Please pick out every line below that contains the word "blue" and copy each one.
— begin INFORMATION GIVEN —
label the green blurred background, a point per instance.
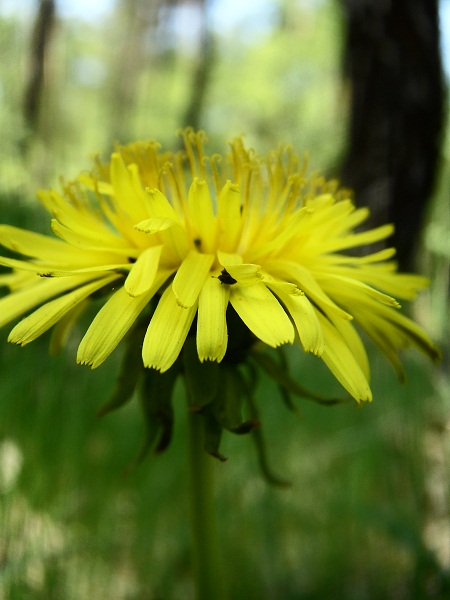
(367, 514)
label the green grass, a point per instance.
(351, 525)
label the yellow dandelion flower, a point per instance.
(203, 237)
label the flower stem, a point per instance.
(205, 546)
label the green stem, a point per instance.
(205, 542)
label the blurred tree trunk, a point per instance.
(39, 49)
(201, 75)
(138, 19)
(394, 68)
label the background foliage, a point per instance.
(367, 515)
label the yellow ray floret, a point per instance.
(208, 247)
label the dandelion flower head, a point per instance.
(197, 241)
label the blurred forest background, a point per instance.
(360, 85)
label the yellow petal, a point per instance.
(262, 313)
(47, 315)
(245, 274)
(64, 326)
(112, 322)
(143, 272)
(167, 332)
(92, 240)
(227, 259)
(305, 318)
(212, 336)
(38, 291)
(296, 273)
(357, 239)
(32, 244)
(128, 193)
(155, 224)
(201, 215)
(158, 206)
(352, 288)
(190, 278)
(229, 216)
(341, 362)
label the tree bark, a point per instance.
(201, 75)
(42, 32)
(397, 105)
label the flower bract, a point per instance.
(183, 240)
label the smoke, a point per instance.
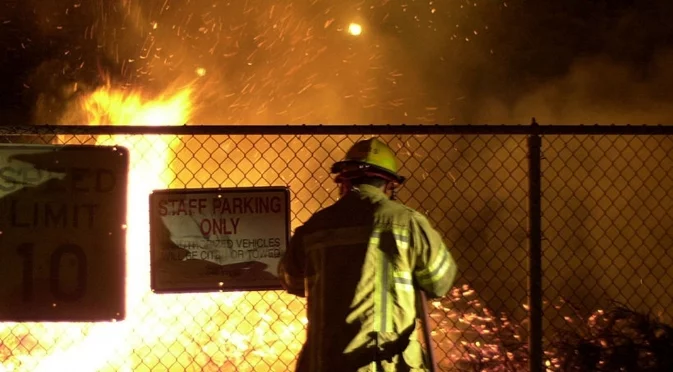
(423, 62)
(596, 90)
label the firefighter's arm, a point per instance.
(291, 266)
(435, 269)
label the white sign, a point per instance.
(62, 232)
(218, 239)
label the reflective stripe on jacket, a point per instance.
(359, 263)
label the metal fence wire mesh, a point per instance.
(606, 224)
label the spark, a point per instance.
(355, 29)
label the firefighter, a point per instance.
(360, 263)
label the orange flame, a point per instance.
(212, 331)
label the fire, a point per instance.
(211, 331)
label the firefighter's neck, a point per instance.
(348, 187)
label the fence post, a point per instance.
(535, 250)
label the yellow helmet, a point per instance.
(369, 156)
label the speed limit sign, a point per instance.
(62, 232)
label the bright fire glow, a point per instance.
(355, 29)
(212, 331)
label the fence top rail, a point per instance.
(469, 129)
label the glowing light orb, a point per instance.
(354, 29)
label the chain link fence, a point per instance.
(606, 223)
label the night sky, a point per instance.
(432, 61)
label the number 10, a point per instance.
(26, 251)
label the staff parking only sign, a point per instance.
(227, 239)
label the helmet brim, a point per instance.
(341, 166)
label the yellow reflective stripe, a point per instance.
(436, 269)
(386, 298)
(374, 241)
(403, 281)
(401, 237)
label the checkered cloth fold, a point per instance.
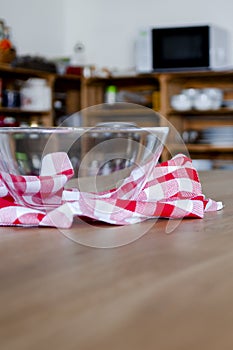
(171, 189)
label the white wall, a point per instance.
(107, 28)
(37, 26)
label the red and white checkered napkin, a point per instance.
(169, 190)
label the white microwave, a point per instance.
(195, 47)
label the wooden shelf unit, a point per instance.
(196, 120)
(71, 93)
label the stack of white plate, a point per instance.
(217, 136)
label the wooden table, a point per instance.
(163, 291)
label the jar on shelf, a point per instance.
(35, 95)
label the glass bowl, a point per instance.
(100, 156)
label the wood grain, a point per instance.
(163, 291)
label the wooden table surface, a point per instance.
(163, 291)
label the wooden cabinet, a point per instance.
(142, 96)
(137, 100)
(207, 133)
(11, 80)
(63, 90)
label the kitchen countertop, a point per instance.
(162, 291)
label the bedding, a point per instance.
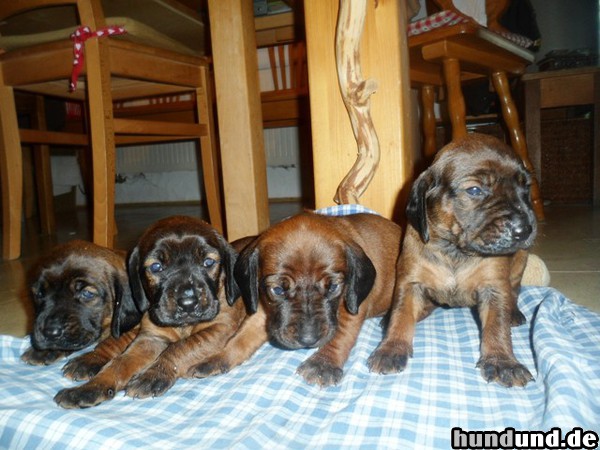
— end INFORMATION GIVEN —
— begin INFORMATION GIVEN —
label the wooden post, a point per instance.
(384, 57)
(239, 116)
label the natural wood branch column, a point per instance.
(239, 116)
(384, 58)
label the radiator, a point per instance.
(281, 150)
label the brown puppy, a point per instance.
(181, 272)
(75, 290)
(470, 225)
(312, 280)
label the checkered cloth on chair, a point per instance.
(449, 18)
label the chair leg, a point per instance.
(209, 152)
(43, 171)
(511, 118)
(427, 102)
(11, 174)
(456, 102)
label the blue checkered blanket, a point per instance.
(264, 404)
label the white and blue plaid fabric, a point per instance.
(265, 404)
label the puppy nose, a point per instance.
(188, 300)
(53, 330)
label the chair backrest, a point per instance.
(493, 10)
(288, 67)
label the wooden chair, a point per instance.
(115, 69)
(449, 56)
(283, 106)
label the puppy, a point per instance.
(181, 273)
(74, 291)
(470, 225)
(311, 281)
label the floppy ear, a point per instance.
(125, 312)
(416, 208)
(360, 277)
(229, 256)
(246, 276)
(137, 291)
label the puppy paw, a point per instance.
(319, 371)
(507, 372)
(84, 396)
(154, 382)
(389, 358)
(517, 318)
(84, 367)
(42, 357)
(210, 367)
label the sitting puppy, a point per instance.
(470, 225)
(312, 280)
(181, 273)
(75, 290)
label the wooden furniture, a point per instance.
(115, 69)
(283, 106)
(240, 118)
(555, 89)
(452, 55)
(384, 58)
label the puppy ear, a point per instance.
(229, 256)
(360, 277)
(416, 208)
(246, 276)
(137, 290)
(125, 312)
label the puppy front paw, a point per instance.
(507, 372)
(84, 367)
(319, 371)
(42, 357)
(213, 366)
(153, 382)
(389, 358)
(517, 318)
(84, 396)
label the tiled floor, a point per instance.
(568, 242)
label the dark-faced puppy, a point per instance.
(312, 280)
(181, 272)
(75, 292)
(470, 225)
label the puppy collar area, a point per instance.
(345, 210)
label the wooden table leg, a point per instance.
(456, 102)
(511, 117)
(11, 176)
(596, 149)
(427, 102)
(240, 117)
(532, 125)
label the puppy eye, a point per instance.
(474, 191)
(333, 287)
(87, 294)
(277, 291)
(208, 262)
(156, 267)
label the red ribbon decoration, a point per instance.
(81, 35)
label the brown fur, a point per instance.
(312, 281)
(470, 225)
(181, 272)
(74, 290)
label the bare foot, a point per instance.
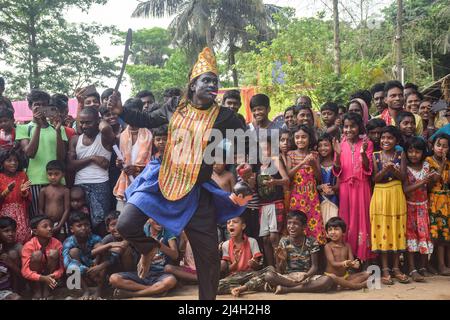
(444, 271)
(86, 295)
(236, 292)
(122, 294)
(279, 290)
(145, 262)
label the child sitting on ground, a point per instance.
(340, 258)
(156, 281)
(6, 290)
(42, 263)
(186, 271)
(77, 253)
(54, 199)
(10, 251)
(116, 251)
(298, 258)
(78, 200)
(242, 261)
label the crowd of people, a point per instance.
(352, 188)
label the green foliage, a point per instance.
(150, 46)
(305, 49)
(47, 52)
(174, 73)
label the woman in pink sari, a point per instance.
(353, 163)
— end INFORMATION GIVEN —
▶ FINISHED ANSWER:
label the blue checkered blanket, a point per instance.
label the white and blue plaid fabric, a point per instance.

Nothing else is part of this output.